- SELECTED EXTRACT:
■ ■ ■ ■

Keay Davidson / San Francisco Chronicle & Mothers for Peace – 2007-01-17 22:50:54
Order for Terror Study at Diablo Nuclear Reactor Stands
Keay Davidson / San Francisco Chronicle
SAN FRANCISCO (January 17, 2007) —The US Nuclear Regulatory Commission and PG&E were issued a major legal setback Tuesday when the Supreme Court declined to consider a lower court decision requiring that a nuclear power plant near San Luis Obispo be analyzed for terrorist risk.
The high court’s refusal to take up the case means the Nuclear Regulatory Commission, which monitors the nation’s operational commercial nuclear power reactors, must now formally study the environmental impacts of potential attacks on the Diablo Canyon plant, said an attorney for San Luis Obispo Mothers for Peace, an anti-nuclear group that brought the lawsuit.
But officials with the regulatory commission and PG&E, which operates the plant, said they were looking at what legal options might remain open to them.
The Ninth Circuit Court of Appeals in San Francisco said in June that the terrorist assessments must be conducted. The Nuclear Regulatory Commission and PG&E appealed, hoping to get the ruling overturned out of concern that any such study could force them to take costly security measures at the plant.

■ ■ ■ ■

- OBJECTIVES:
**A.** According to the Diablo Canyon article, which group brought the lawsuit?
**B.** State whether each statement agrees with the Diablo Canyon article, answering yes or no and quoting the deciding words: (i) The Supreme Court agreed to review the lower court decision. (ii) PG&E operates the Diablo Canyon plant. (iii) The Ninth Circuit Court of Appeals ruled in June that the terrorist assessments must be conducted.
**C.** Write the next part of the Diablo Canyon article, following on from its final sentence.
The listing that comes next has no connection to the Diablo Canyon article.

- INFORMATION PROVIDED:
■ ■ ■ ■

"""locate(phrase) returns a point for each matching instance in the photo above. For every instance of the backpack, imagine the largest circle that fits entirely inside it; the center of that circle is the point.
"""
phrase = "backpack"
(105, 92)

■ ■ ■ ■

- REPLIES:
**A.** San Luis Obispo Mothers for Peace, an anti-nuclear group, brought the lawsuit.

**B.**
(i) No: "the Supreme Court declined to consider a lower court decision"
(ii) Yes: "PG&E, which operates the plant"
(iii) Yes: "The Ninth Circuit Court of Appeals in San Francisco said in June that the terrorist assessments must be conducted."

**C.**
Dave McIntyre, NRC spokesman, told The Chronicle that the agency has acted “aggressively since Sept. 11, 2001, to enhance security at nuclear facilities.”
“It would be dishonest and inappropriate for me to speculate on what the commission will decide as the best way forward,” he said.
PG&E spokesman Jeff Lewis said utility officials were “disappointed that the court will not consider this important issue.”
Diane Curran, an attorney for San Luis Obispo Mothers for Peace, said the court’s refusal to take up their case opens the way for legal action against nuclear reactors across the nation.
“It’s going to be difficult for NRC to say this only applies in the Ninth Circuit,” she said. “The court basically said the emperor has no clothes.”
Paul Gunter, director of the Reactor Watchdog Project at the Nuclear Information and Resource Service in Washington, agreed. Gunter, who has no part in the Mothers for Peace lawsuit, said “the court’s decision opens a legal can of worms for the industry and the NRC” across the nation, especially at reactor sites that are exceptionally vulnerable to terrorist attacks.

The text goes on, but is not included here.